## Objective A
Identify every line of the listing that contains the word "mountain", and copy each of those lines. Case counts, so only matches with the same capitalization qualify.

JOB_QUEUE_NAME = "my-sm-training-fifo-jq"
SERVICE_ENVIRONMENT_NAME = "my-sm-training-fifo-se"

# Create ServiceEnvironment and JobQueue
resource_manager = AwsBatchResourceManager(get_batch_boto_client())
resources = create_resources(
    resource_manager, JOB_QUEUE_NAME, SERVICE_ENVIRONMENT_NAME, max_capacity=1
)

## Create Hello World Estimator 
Now that our resources are created, we'll construct a simple Estimator.

In [4]:
from sagemaker.estimator import Estimator
from sagemaker import get_execution_role

role = get_execution_role()
hello_world_estimator = Estimator(
    image_uri=image_uri,
    role=role,
    instance_count=INSTANCE_COUNT,
    instance_type=INSTANCE_TYPE,
    volume_size=1,
    base_job_name=TRAINING_JOB_NAME,
    container_entry_point=["echo", "Hello", "World"],
    max_run=MAX_RUN_TIME,
)

# This is typically where one would invoke estimator.fit().  Instead, submit to a queue below.

## Create TrainingQueue object
Using our queue is as easy as referring to it by name in the TrainingQueue contructor. The TrainingQueue class within the SageMaker Python SDK provides built in support for working with Batch queues.

In [None]:
from sagemaker.aws_batch.training_queue import TrainingQueue, TrainingQueuedJob

# Construct the queue object using the SageMaker Python SDK
queue = TrainingQueue(JOB_QUEUE_NAME)
logger.info(f"Using queue: {queue.queue_name}")

## Submit Some Training Jobs
Submitting your job to the queue is done by calling queue.submit.  This particular job doesn’t require any data, but in general, data should be provided by specifying inputs.

Raw records:
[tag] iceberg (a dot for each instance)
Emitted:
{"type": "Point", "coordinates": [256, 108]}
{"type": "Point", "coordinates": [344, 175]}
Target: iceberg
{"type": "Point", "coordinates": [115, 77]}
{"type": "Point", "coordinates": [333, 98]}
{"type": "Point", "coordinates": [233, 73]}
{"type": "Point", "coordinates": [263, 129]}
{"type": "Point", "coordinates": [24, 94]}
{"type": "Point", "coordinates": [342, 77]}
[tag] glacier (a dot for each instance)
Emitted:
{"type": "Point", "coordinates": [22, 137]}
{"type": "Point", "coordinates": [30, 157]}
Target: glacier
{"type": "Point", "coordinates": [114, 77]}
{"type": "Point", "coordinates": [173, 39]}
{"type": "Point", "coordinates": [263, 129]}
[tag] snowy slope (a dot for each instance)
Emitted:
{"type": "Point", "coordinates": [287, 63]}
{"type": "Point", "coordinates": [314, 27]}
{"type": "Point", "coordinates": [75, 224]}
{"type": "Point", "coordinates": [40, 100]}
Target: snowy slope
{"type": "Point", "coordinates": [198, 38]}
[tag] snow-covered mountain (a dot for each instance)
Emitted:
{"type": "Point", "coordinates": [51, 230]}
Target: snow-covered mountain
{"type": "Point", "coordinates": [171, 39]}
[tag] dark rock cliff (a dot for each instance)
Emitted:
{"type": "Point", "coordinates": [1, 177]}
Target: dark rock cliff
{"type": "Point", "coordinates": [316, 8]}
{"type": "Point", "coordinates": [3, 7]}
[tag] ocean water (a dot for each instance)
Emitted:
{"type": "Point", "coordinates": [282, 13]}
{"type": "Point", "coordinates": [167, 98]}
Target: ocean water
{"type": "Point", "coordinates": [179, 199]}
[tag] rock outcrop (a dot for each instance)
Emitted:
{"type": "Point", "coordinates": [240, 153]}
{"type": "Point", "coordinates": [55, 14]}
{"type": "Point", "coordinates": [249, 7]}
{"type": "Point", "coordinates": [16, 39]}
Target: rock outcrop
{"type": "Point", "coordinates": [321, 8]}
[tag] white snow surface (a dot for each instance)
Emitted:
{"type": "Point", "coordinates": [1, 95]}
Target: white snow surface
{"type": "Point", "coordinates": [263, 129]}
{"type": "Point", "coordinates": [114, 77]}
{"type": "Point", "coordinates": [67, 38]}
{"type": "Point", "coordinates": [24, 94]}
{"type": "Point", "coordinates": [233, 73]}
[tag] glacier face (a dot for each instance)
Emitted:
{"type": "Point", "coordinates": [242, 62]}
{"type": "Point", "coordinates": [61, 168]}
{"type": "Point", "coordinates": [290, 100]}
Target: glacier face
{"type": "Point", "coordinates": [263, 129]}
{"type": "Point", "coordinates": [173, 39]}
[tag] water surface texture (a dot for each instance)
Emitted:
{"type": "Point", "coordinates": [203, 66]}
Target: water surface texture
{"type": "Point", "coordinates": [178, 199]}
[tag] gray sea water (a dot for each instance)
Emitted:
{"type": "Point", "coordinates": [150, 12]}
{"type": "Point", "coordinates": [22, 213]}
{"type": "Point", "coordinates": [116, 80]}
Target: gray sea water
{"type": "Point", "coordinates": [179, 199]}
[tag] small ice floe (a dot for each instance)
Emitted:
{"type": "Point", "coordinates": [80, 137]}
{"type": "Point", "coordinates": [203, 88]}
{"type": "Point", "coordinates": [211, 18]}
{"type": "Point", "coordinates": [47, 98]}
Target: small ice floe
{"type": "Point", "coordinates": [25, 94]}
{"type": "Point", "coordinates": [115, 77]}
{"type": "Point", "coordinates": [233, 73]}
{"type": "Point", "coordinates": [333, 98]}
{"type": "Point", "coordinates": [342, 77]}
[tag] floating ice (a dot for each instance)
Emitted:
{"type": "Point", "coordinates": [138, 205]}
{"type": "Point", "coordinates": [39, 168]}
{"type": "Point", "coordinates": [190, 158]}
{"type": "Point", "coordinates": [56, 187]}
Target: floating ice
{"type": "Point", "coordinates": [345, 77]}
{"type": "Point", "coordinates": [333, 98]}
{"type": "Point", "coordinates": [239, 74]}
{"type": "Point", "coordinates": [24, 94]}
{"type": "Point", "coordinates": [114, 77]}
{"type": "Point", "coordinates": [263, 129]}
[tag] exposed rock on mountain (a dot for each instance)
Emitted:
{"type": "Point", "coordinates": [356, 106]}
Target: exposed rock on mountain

--

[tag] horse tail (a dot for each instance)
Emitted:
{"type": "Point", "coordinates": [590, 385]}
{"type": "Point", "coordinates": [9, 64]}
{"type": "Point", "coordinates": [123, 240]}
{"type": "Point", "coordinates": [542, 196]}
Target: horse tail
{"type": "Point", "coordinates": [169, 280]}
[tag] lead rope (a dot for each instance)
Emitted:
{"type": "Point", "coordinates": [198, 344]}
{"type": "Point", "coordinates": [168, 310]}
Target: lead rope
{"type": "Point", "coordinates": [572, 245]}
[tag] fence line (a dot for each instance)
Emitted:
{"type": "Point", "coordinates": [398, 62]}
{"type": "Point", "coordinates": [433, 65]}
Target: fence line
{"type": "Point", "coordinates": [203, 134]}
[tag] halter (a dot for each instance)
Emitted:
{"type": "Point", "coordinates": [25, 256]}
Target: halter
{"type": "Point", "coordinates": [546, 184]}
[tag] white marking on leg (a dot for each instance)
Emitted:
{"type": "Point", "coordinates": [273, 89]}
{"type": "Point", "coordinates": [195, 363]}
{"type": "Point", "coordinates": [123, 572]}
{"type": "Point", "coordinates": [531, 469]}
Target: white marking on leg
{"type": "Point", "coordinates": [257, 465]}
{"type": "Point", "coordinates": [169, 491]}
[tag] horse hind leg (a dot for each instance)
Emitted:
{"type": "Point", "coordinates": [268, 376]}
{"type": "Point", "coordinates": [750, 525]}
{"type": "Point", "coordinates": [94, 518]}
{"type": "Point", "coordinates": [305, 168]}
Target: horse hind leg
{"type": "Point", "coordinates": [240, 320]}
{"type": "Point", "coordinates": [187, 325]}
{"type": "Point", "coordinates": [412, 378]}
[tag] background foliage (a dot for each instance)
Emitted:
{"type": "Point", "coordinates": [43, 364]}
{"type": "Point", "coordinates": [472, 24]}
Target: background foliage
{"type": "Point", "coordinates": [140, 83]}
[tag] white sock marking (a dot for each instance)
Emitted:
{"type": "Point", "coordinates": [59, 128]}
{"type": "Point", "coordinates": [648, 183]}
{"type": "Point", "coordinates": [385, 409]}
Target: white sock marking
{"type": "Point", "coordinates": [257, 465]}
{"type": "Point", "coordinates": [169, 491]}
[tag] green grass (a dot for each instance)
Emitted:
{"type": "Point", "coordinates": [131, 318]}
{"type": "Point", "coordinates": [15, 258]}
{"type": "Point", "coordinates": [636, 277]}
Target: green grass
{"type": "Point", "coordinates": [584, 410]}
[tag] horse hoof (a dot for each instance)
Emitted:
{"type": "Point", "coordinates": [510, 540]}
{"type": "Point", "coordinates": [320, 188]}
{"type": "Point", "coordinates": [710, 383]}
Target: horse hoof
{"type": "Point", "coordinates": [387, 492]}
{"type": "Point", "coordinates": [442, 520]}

--

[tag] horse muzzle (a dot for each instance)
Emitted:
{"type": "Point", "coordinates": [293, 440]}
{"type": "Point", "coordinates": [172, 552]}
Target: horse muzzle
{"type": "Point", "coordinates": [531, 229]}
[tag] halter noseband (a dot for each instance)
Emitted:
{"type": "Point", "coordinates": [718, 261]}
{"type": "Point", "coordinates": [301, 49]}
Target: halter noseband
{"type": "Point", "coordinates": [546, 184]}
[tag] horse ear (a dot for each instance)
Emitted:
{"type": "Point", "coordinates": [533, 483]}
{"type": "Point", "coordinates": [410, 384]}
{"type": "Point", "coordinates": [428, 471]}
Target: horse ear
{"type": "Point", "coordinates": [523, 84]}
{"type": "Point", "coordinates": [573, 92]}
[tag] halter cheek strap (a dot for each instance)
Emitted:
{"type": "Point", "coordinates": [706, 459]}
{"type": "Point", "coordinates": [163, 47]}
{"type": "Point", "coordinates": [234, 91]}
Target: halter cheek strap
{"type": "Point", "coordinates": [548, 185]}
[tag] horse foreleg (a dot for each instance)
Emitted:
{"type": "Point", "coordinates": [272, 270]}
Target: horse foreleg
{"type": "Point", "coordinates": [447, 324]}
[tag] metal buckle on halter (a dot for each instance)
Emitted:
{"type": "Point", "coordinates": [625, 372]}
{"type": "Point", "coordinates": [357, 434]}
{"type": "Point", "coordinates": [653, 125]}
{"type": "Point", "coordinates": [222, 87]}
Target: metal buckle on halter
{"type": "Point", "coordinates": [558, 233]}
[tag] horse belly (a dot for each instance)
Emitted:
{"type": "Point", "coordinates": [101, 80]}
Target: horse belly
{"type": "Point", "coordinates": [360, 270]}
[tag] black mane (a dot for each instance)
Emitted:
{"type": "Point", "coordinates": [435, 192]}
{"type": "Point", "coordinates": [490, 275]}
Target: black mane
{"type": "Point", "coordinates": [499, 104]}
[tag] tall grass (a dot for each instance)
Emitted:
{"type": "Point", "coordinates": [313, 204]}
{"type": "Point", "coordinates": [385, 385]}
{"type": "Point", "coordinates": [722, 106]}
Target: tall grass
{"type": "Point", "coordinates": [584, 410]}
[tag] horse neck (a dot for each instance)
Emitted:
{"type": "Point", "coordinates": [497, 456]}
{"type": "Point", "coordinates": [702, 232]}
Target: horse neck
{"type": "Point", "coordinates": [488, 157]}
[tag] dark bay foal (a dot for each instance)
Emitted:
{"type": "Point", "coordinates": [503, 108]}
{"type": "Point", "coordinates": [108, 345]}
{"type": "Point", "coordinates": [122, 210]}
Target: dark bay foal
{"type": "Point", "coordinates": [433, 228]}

## Objective B
Please reproduce the stretch of the SageMaker training queue page from "## Create TrainingQueue" through "queue = TrainingQueue(JOB_QUEUE_NAME)".

## Correct response A
[tag] snow-covered mountain (a dot for each instance)
Target: snow-covered mountain
[tag] exposed rock on mountain (a dot for each instance)
Target: exposed rock on mountain

## Correct response B
## Create TrainingQueue object
Using our queue is as easy as referring to it by name in the TrainingQueue contructor. The TrainingQueue class within the SageMaker Python SDK provides built in support for working with Batch queues.

In [None]:
from sagemaker.aws_batch.training_queue import TrainingQueue, TrainingQueuedJob

# Construct the queue object using the SageMaker Python SDK
queue = TrainingQueue(JOB_QUEUE_NAME)